Aim of the exercise - Your task is to transcribe the records exactly, skipping every image.

Records supplied Block Start

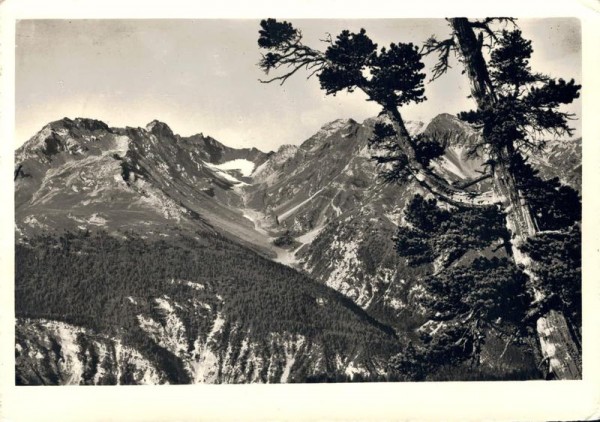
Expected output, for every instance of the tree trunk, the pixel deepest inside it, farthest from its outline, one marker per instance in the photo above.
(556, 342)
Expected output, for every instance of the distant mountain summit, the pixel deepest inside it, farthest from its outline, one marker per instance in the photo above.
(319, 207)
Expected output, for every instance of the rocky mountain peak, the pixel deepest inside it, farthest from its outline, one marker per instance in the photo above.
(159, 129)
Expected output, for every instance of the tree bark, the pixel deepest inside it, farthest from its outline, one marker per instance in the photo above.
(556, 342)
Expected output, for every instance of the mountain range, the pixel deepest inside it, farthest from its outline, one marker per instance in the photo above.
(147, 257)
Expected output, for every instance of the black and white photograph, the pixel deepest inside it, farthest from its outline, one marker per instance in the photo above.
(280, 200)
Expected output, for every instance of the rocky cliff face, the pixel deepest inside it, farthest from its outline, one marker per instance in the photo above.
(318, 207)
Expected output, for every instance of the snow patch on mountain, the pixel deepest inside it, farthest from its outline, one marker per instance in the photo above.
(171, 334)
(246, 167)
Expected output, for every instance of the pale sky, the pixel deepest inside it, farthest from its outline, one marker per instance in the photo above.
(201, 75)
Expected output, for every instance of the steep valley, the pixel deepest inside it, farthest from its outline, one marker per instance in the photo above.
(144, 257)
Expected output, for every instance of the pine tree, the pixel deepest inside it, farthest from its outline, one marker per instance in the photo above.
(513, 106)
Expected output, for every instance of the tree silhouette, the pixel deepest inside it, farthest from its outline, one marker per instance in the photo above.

Records supplied Block End

Response to this task -
Expected output, for every instance of the tree trunk, the pixel deepest inside it, farthest from its outline, one marker per instance in the photo above.
(556, 342)
Expected output, for every instance of the distant mountain summit, the pixel deepest inside it, farthest from its outline, one marker per instance in the photo above.
(319, 207)
Expected output, for every instance of the rocky mountain peak, the pixel deepest inside it, farthest from its outline, one marker per instance in the photo above.
(159, 129)
Expected output, for every instance of the tree bark, the pixel deepest inside it, farthest from its outline, one marker per instance in the photo above.
(556, 342)
Expected output, for every instance of the mountain range, the pixel deepest inside it, farthest from its outline, one marker per instance in the photo above.
(147, 257)
Expected output, for every instance of the black and white photograph, the pixel deepest inside it, farthest from its outline, one marker per instance in the photo above.
(280, 200)
Expected output, for every instance of the rocky cliff face, the pixel deepest inside it, farthest from its outline, one marker per instance in the photo above.
(318, 207)
Expected output, for every instance of the snow patch on mountain, the pixel deepest inside it, farthest from its outline, one marker per instance in the photo above.
(171, 334)
(246, 167)
Expected output, for every instance of the pale sky, the pixel deepest inside it, farthest from its outline, one marker per instance in the photo above.
(201, 75)
Expected output, for every instance of the steep valley, the pixel deepest inside it, farthest from its outline, one marker per instance in the photo above.
(144, 257)
Expected output, for every instance of the pine tree, the pixel deepest inside it, farthest from its outline, one marker per instance in the photo above.
(513, 106)
Expected output, for every instance of the tree silhouette, the pixel deepest inside it, farthest from its outline, one marker per instance in the photo above.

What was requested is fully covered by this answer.